= EXTRACTED MATERIAL =
================================

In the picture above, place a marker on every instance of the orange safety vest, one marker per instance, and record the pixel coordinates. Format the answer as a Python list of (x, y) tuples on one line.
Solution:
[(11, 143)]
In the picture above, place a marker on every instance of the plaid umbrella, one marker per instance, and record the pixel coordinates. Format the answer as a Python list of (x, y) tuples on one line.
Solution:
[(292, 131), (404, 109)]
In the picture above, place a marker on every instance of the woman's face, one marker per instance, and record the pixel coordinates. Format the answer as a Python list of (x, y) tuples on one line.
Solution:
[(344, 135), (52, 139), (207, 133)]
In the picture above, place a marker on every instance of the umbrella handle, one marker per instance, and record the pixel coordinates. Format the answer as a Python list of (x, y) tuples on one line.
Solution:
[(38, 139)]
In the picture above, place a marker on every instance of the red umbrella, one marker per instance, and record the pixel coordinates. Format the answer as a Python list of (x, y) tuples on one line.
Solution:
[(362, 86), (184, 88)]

================================

= TASK =
All of the records need to be returned exactly as they are.

= TASK ANSWER =
In the picture above, place a marker on every instance of the orange safety vest, one marker per instance, and record the pixel coordinates. Format the answer as a Python list of (x, y) tuples on one line.
Solution:
[(11, 143)]
In the picture above, place a marker on every instance of the plaid umbrella, one marker per instance, and record the pixel coordinates. Format the answer as a Python list of (x, y) tuples on one line.
Solution:
[(292, 131), (404, 109)]
In the picture above, place a marker on every instance of the woman's face, one marker per instance, and record the pixel coordinates. Format the answer as a Python list of (x, y) tuples on one line.
Solution:
[(344, 135), (52, 139), (207, 133)]
In the picture above, place a marker on every instance of the umbrella handle, one marker per instance, and record the pixel coordinates. Format the answer as a Python list of (x, y) tuples on one line.
Solution:
[(38, 139)]
In the picture above, place a marker on every instance of the red umbrella, one marker per instance, and record the pixel coordinates. Format the answer as a Python list of (x, y) tuples on one line.
Solution:
[(362, 86), (184, 88)]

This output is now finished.